— begin —

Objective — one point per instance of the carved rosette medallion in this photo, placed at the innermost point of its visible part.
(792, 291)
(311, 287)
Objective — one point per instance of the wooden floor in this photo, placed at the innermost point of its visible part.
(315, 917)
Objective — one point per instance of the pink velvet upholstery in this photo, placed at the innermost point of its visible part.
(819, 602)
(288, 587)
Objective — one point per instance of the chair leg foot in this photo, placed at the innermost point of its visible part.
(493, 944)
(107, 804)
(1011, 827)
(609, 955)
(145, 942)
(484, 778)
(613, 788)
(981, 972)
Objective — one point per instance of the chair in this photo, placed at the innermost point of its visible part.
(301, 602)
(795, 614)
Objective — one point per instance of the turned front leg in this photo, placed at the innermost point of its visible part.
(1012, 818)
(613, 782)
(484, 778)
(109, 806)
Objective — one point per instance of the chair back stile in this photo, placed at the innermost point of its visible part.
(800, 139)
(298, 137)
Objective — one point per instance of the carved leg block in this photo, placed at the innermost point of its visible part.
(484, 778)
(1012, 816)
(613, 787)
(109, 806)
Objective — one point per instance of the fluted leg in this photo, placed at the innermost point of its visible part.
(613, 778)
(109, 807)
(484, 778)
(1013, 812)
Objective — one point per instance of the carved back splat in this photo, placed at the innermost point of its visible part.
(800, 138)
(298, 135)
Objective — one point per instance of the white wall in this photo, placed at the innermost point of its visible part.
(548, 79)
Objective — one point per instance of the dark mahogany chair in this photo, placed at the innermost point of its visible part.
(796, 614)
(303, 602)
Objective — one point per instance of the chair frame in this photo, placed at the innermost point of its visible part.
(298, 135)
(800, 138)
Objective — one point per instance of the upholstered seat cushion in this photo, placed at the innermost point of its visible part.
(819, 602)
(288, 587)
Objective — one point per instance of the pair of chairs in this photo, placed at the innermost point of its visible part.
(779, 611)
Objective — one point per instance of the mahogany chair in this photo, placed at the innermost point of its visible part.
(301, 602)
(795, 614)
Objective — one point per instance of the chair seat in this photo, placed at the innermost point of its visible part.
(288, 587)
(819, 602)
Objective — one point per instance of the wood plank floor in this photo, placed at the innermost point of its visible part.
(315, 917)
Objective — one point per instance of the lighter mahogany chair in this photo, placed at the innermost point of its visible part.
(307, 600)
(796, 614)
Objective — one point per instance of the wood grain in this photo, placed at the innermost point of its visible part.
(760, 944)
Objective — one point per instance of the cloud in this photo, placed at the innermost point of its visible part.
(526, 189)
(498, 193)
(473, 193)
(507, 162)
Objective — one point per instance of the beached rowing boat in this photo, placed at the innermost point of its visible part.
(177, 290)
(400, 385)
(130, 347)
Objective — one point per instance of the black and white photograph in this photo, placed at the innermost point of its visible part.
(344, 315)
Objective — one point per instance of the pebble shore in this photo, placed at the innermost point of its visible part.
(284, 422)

— end —

— WRITTEN REQUEST —
Write out again, unchanged, the rows beginning with the line that contains "Objective — one point per instance of the pebble" and continuing through the last line of the rows, with both ends included.

— FINISHED EXERCISE —
Objective — one point per instance of the pebble shore in this photo, placed at the innermost point of its visible part.
(284, 422)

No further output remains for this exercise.